Point-based annotation data:
↓↓↓
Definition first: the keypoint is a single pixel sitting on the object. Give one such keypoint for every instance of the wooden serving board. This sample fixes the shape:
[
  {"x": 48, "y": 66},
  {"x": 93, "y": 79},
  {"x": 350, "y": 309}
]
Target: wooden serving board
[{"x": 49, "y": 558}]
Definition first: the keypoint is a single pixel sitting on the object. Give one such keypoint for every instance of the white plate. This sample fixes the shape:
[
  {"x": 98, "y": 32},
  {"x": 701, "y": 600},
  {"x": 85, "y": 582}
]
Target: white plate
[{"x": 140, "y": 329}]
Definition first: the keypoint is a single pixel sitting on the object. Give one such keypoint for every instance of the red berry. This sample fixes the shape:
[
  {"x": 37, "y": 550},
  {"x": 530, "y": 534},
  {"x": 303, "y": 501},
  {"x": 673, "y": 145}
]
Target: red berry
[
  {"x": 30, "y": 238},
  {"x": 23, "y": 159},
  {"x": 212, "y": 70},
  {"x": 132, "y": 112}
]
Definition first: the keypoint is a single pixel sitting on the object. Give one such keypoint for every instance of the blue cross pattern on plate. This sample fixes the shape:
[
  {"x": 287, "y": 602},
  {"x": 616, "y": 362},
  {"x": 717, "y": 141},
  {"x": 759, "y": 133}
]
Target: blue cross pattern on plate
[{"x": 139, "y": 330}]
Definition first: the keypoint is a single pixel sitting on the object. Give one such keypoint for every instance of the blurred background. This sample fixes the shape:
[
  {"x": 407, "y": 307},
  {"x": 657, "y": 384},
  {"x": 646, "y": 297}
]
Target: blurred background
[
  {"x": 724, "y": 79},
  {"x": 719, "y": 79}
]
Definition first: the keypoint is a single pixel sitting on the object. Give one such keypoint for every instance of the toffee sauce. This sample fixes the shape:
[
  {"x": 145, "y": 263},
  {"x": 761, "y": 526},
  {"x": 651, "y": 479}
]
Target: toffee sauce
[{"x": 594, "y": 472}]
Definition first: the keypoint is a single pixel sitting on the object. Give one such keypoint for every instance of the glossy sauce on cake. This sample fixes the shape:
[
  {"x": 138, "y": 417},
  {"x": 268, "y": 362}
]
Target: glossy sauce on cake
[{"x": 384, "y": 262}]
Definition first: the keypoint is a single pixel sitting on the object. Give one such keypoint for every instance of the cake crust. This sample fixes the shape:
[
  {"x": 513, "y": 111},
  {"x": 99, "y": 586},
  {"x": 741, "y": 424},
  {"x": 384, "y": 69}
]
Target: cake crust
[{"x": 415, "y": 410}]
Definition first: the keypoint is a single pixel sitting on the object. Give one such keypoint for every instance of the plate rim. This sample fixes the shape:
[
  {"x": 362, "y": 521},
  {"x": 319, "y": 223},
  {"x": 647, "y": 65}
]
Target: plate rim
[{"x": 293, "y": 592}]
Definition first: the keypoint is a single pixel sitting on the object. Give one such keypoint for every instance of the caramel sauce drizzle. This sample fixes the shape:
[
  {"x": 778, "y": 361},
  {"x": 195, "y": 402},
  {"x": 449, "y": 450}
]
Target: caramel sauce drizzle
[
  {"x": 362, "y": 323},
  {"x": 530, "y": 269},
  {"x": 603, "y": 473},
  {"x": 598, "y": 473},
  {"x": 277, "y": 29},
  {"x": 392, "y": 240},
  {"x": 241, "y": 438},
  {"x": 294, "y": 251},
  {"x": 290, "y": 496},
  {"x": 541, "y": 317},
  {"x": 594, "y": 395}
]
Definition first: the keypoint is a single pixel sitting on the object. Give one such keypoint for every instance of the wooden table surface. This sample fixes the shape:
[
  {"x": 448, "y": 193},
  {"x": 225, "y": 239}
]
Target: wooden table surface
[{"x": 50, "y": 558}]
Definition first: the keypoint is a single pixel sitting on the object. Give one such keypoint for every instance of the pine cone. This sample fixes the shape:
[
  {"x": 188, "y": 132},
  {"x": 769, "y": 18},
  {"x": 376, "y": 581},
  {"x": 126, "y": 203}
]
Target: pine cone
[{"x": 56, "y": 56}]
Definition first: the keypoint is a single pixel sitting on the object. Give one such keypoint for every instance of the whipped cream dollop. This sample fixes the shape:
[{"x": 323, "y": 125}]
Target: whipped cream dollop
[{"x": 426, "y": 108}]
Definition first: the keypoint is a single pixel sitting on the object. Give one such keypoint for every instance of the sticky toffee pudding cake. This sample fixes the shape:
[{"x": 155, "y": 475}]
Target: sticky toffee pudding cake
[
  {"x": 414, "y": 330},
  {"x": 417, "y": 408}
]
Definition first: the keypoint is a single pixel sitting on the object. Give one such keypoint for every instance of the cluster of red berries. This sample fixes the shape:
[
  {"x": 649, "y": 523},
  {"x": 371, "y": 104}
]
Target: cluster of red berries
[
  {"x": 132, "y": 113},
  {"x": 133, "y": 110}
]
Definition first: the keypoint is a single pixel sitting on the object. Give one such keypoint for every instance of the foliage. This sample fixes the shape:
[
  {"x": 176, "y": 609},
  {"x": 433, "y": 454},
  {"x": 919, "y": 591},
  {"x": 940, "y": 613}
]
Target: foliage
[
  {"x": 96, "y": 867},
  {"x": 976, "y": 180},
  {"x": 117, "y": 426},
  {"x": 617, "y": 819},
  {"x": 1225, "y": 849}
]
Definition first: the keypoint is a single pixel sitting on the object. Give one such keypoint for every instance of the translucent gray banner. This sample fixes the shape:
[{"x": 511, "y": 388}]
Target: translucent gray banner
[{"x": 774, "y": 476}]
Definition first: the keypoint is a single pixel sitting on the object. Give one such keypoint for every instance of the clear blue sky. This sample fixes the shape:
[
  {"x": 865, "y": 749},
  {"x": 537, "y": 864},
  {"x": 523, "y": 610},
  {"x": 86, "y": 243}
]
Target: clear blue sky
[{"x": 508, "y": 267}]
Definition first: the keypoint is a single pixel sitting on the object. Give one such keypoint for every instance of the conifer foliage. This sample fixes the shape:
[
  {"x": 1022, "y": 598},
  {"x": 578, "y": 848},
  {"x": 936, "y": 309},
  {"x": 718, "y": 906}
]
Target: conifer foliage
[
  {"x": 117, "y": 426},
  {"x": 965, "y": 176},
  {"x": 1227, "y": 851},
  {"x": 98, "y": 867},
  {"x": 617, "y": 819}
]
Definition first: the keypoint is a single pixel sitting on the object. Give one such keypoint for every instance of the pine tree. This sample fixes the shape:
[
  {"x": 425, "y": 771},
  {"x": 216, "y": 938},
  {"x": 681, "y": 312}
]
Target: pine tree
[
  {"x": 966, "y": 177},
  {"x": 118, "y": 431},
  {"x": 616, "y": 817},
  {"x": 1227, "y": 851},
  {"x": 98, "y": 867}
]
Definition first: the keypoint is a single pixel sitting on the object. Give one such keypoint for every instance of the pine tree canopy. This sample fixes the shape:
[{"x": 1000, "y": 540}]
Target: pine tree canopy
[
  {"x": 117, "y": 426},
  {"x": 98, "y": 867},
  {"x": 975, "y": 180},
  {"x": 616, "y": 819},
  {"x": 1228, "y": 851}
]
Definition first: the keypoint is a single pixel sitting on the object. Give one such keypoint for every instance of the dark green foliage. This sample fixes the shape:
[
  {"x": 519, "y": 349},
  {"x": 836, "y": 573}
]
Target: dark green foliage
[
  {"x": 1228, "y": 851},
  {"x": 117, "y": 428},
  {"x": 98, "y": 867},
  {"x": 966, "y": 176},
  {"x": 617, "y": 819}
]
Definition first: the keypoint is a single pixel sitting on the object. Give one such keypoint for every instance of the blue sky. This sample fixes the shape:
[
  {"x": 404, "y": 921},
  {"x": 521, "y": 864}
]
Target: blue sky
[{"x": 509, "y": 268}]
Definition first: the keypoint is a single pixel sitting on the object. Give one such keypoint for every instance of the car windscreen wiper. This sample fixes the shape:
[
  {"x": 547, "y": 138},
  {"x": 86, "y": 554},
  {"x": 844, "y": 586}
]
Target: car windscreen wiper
↑↑↑
_Task instructions_
Repeat, with no changes, each line from the one with "of the dark" to the end of the listing, including both ends and nothing else.

_The result_
Definition first: the keypoint is a single pixel sitting on the object. Give one such keypoint for every instance of the dark green foliage. This sample fixes the shape:
[
  {"x": 519, "y": 349},
  {"x": 836, "y": 573}
]
Target: dark green foliage
[
  {"x": 1228, "y": 851},
  {"x": 117, "y": 428},
  {"x": 98, "y": 867},
  {"x": 966, "y": 176},
  {"x": 617, "y": 819}
]
Definition first: the keypoint is a single pixel sitting on the object. Give one such keypoint for every instance of the blue sky. This sample fixes the shape:
[
  {"x": 404, "y": 921},
  {"x": 521, "y": 864}
]
Target: blue sky
[{"x": 509, "y": 268}]
Definition first: the keypoint is a single pixel sitting on the object. Give one such keypoint for every instance of the car windscreen wiper. This sample fixes the shape:
[
  {"x": 547, "y": 138},
  {"x": 86, "y": 554},
  {"x": 844, "y": 586}
]
Target: car windscreen wiper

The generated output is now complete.